▶ _Stated task_:
Continue the transcript about canonicalization below, starting right after its last line.

▶ _Page extract_:
====

Canonicalization: SEO Mythbusting
RACHEL COSTELLO: I think
that a lot of people see canonicalization as kind
of topical grouping, which kind of isn't right at all. They need to, the pages need
to be either identical or near. MARTIN SPLITT: Near
identical, exactly. RACHEL COSTELLO: Yeah. MARTIN SPLITT: Yeah That's
what it boils down to. Canonicalization is about
duplication management. So basically, you want
to remove duplication, so that we don't have to
crawl things multiple times and we don't have to render and
index things multiple times. And we also do not
serve them all the time, like the same things basically
in three different URLs. That's not good search
results really, right? [MUSIC PLAYING] Hello, everybody, and
welcome to another episode of "SEO Mythbusting." With me today is
Rachel Costello. You are a DeepCrawl Technical
SEO and Content Manager.
So what is it that
you're doing every day? RACHEL COSTELLO: So
I basically, well, I used to be a
technical SEO myself, and now I've moved into more
of the content production side of things. So writing white
papers, articles, to educate the wider dev
community, digital marketing community, about technical
SEO and the impact it has. MARTIN SPLITT: Awesome. That's really interesting. So you're seeing a bunch of
misconceptions and confusions and stuff. And we picked an interesting
topic, didn't we? RACHEL COSTELLO: We did. MARTIN SPLITT: What's
the topic that you want to talk about today? RACHEL COSTELLO: It's all
about canonicalization. MARTIN SPLITT: Ooh. All right. So what are the top
myths and misconceptions that the community
is dealing with? RACHEL COSTELLO: So I think
the first thing is that people think it is a directive.

====

(Dataset items)
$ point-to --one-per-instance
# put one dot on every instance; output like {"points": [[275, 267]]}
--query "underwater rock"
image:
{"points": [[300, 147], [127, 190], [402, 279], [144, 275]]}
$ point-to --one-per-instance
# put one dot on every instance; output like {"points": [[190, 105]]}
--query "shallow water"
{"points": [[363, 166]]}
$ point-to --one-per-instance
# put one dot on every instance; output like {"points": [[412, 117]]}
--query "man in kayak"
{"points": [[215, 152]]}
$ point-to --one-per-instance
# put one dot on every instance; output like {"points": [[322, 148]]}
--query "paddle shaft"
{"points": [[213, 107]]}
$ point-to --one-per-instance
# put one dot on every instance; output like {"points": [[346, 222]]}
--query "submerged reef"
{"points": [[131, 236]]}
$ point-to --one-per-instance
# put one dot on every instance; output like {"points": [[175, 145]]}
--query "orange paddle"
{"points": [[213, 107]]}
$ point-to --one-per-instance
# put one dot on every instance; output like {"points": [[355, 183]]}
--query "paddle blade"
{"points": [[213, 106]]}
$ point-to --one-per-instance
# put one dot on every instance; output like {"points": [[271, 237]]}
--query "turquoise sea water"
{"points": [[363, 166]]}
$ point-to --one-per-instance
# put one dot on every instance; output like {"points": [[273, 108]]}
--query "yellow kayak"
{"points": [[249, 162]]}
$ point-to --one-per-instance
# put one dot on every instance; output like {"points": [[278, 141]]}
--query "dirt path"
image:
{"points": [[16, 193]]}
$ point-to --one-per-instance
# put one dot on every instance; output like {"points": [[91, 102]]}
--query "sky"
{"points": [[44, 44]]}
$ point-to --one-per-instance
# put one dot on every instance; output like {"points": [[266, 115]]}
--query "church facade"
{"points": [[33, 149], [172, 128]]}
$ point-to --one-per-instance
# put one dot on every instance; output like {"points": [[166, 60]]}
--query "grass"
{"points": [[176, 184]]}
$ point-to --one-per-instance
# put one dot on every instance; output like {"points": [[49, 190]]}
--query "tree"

====

▶ _Response_:
You set a canonical tag. It's going to be accepted. Another one, yeah exactly. Another one is that they kind
of use it like a redirect. So if you have a product
page that goes out of stock, you add a canonical to
that category page, which doesn't really work that way. Because I've heard that the
content needs to ideally be identical, if
not very similar. MARTIN SPLITT: Yeah. RACHEL COSTELLO: So lots
of things like that. MARTIN SPLITT: Oh, interesting. All right, let's
start with the idea that it is a directive,
because it's not. RACHEL COSTELLO: No. MARTIN SPLITT: No. It is a signal for us, right? So when we talk about
canonicalization, we're talking about detecting
content or the same content or a very similar content that
exists on different addresses and the different URLs, right? So we can do many different
things to basically identify these things, right? We can just crawl multiple
pages and see like, oh, this is actually the same content. We can also probably
see if the same links and like the same kind
of context is used.
But also, we can use the
canonical tag, right? It's a signal. We're using many
different signals to figure out if something
is the same content or not. And canonicalization
with a canonical tag is just one of them. So putting a canonical tag on
pages that are not the same is not going to work. Putting a canonical tag
on each of the pages that are exactly the same is
also not going to work. It is a signal. It helps us identify what
we want to canonicalize, but it doesn't say
you have to use this. That's a big one, I think. And you're right. And you should not use it
as a redirection either.
It's not a redirect. RACHEL COSTELLO: I think people
just want to group link equity wherever they can,
and it's maybe a bit of a desperate act to
try and keep all of their link equity in one place. MARTIN SPLITT: It is, it is. Again, like
canonicalization makes sense if you cross post
the same content on different, I don't
know, platforms, or different channels in
slightly different locations for whatever reason
you're doing that. That's where
canonicalization comes in. But if you are having something
that goes out of stock, you should either redirect
it to something similar that makes sense for the user at that
point, or you can just tell us, this is a 404 for the
moment and might come back. But do not just
think that you can, no, it's not the same
as a redirection.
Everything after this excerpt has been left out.